→ **TRECHO DO DOCUMENTO**:
Aí sim ele se manifestava em cima dos resultados. Essa autodefinição de Mingus consta de Saindo da Sarjeta.
A edição brasileira foi a primeira tradução publicada aqui, mas não a primeira em português. Razoavelmente fácil de encontrar nos anos 1980 em São Paulo era a versão da editora portuguesa Assírio & Alvim com o título Abaixo de Cão.
Havia alguns inconvenientes nessa edição. Como a utilização das palavras à moda lusitana e uma certa falta de familiaridade com o mundo jazzista.
Em 2005, entrevistei por telefone para a revista Cult o tradutor brasileiro Roberto Muggiati (1937-), jornalista e jazzófilo desde a entrada na adolescência. Ele comentou sobre os problemas do livro luso.
Mas nem mesmo a intimidade com a terminologia do jazz tornou a tarefa mais fácil para Muggiati, conforme ele descreveu.
“Vejo tradução como uma aproximação do original. Nesta, procurei ser fiel a certos termos. Por exemplo, Mingus se dirigia muito aos outros usando ‘baby’. Falei com a editora para manter o ‘baby’ para não cair num ridículo como o daquele velho seriado Kojak, em que aqui no Brasil ouvíamos um policial falando ‘neném’, sendo que ele não usava o ‘baby’ com esse sentido. Também tive um desafio numa passagem no final do livro em que ele fez uma prosopopéia – estava mais para um jazz do Finnegan’s Wake (obra do escritor irlandês James Joyce) que um jazz de Mingus. Procurei traduzir aproximadamente, pela sonoridade”, contou Muggiati.

→ **DADOS FORNECIDOS**:
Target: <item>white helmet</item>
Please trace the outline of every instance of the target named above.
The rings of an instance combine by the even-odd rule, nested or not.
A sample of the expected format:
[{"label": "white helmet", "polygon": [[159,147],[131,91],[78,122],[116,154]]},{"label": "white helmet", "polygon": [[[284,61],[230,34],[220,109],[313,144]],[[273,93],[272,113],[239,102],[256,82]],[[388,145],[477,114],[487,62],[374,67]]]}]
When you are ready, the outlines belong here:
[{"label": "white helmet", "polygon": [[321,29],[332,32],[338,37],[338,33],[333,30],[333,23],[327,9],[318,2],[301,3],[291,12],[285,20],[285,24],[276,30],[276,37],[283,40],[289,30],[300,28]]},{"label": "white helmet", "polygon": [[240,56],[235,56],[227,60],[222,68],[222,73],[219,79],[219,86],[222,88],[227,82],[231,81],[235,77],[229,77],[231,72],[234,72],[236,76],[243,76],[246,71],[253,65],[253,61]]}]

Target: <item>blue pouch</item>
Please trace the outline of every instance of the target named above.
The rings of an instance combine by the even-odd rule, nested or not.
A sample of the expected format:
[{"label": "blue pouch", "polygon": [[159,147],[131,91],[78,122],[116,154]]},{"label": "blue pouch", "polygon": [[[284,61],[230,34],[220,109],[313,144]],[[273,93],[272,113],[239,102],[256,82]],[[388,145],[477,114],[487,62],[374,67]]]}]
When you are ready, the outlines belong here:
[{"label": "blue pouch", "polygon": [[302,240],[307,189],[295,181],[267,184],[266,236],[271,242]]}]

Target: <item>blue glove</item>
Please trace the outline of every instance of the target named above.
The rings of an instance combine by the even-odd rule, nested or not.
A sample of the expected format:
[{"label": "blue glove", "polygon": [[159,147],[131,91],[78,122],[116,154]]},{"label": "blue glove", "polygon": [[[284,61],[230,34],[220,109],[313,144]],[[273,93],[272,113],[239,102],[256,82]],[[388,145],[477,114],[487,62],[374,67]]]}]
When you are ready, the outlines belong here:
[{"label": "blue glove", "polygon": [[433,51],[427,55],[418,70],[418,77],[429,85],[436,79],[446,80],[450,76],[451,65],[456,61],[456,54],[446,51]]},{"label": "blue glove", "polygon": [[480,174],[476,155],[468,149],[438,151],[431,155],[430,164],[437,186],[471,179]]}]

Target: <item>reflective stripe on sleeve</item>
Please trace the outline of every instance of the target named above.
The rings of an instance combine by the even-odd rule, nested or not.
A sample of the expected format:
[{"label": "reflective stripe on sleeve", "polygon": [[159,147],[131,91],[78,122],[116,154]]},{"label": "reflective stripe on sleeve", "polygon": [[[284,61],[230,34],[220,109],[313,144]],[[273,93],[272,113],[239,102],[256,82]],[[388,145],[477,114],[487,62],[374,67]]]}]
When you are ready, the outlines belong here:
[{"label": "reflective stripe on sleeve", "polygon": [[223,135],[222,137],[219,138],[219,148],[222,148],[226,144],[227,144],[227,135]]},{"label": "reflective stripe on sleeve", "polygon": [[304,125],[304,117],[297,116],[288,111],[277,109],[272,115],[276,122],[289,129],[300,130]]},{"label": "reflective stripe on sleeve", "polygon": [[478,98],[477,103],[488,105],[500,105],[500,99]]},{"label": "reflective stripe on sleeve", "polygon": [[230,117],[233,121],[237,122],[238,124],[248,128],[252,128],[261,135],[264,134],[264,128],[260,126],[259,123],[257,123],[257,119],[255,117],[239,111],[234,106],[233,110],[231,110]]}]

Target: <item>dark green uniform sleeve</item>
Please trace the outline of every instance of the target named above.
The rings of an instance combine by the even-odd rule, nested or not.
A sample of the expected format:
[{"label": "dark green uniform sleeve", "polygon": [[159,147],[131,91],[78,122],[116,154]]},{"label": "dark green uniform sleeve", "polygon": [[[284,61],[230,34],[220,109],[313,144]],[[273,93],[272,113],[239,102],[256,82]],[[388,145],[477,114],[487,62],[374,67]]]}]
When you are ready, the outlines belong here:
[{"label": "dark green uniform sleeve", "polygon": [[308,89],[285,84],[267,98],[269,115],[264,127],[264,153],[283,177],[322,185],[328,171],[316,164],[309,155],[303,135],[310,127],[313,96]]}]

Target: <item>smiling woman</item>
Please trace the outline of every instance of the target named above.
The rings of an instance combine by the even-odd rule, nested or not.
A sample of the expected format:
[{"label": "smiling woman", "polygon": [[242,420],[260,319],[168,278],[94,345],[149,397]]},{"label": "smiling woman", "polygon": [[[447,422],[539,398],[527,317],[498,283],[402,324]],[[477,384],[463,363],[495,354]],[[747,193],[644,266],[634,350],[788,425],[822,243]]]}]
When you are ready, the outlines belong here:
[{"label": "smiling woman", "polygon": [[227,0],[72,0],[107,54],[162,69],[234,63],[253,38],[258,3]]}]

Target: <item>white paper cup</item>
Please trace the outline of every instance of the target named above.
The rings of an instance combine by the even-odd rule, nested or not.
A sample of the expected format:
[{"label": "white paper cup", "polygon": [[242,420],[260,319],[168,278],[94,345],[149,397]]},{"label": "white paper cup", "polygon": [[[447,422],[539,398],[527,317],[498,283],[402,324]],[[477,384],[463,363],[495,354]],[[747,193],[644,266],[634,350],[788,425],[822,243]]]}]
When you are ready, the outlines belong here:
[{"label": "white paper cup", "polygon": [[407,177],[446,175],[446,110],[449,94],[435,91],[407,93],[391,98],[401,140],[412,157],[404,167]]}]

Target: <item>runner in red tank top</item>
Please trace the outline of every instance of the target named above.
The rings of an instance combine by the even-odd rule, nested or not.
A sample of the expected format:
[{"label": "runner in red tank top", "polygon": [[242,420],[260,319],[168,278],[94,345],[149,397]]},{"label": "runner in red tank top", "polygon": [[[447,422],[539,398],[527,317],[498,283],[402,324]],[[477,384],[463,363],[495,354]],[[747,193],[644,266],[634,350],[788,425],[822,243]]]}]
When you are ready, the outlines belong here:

→ **DESAFIOS**:
**1.** As afirmações a seguir concordam com o trecho sobre a tradução de Saindo da Sarjeta? Para cada uma, responda sim ou não e cite literalmente as palavras do trecho que decidem. (a) A edição brasileira foi a primeira tradução do livro em português. (b) A entrevista com Roberto Muggiati foi feita por telefone. (c) Muggiati pediu à editora que trocasse "baby" por "neném".
**2.** Transcreva do trecho sobre a tradução de Saindo da Sarjeta a parte que começa em "Em 2005, entrevistei" e termina em "do livro luso.".
Não é preciso consultar as linhas.

→ **RESPOSTAS**:
**1.**
(a) Não: "foi a primeira tradução publicada aqui, mas não a primeira em português".
(b) Sim: "Em 2005, entrevistei por telefone para a revista Cult o tradutor brasileiro Roberto Muggiati".
(c) Não: "Falei com a editora para manter o ‘baby’".

**2.**
Em 2005, entrevistei por telefone para a revista Cult o tradutor brasileiro Roberto Muggiati (1937-), jornalista e jazzófilo desde a entrada na adolescência. Ele comentou sobre os problemas do livro luso.